**INPUT MATERIAL**
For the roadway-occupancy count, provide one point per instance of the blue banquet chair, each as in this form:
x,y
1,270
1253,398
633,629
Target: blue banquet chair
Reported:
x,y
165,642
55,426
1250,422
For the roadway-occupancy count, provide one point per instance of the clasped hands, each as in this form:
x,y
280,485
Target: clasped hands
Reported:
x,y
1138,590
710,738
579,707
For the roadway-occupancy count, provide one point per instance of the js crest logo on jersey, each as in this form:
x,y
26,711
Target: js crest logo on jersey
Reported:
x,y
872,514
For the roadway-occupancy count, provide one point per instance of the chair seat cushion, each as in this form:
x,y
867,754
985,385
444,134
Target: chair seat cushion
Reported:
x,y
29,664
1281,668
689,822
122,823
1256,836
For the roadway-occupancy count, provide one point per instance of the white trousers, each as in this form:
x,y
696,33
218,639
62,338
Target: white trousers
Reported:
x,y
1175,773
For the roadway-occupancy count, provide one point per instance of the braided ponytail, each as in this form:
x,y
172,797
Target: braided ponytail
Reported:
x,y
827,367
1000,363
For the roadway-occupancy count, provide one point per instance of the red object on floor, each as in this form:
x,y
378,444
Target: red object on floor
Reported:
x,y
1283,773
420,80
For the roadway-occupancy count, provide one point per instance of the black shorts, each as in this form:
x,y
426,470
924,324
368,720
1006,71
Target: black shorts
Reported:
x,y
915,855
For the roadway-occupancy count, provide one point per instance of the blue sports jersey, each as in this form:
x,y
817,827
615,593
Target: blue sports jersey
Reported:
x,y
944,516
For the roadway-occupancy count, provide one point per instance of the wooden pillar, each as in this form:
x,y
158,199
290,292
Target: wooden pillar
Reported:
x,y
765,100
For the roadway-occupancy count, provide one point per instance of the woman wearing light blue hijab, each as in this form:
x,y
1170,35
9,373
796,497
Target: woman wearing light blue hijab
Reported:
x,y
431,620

**ACTION ITEM**
No line may be skipped. Transcribe the listing above exactly.

**SOLUTION**
For the roadway-occupancy count, provide one point per instance of the blue banquet chair, each as in this form:
x,y
1,270
1253,398
633,629
Target: blue banquet chair
Reported:
x,y
165,642
55,426
1250,422
For the roadway-occupancy count, provide one point per instance of the clasped hands, each as in this form:
x,y
280,485
Target: clasped hands
Reported:
x,y
1138,590
710,738
579,707
For the roadway-occupancy count, provide one point per instance of the js crest logo on jersey, each as in this form:
x,y
26,711
Target: js crest logo on jersey
Reported:
x,y
872,514
For the roadway-occupancy count, provide one point per instance of the chair seat cushion, each as in this form:
x,y
867,754
985,385
444,134
Target: chair seat cushion
Reported:
x,y
29,664
1281,668
689,822
122,823
1256,836
For the roadway-occupancy count, provide one point per instance of the white trousers, each as in this form:
x,y
696,33
218,639
62,338
Target: white trousers
Reported:
x,y
1175,773
For the roadway-occupancy count, provide one point per instance of the braided ponytail, each as in this form:
x,y
172,797
Target: braided ponytail
Reported:
x,y
827,367
1000,363
For the roadway-occupancy count, provide one point per instance of the red object on floor, each as in this form:
x,y
378,444
Target: red object on floor
Reported:
x,y
1283,773
420,80
For the roadway-occupancy count, provide one point per instance of the black shorts, each as in this form:
x,y
426,470
924,324
368,720
1006,71
Target: black shorts
Reported:
x,y
915,855
For the roadway-occupancy count, provide one point per instance of the blue sports jersey, each as in this form:
x,y
817,827
615,593
Target: blue sports jersey
Reported:
x,y
944,516
For the roadway-occupancy count, provide one point per instance of the wooden pillar, each as in this form:
x,y
158,199
290,292
Target: wooden pillar
Reported:
x,y
765,100
For the roadway-occupancy count, provide one point per instance of the woman wearing light blue hijab, each as in this form:
x,y
1170,35
9,373
796,497
Target: woman wearing light blue hijab
Reported:
x,y
431,620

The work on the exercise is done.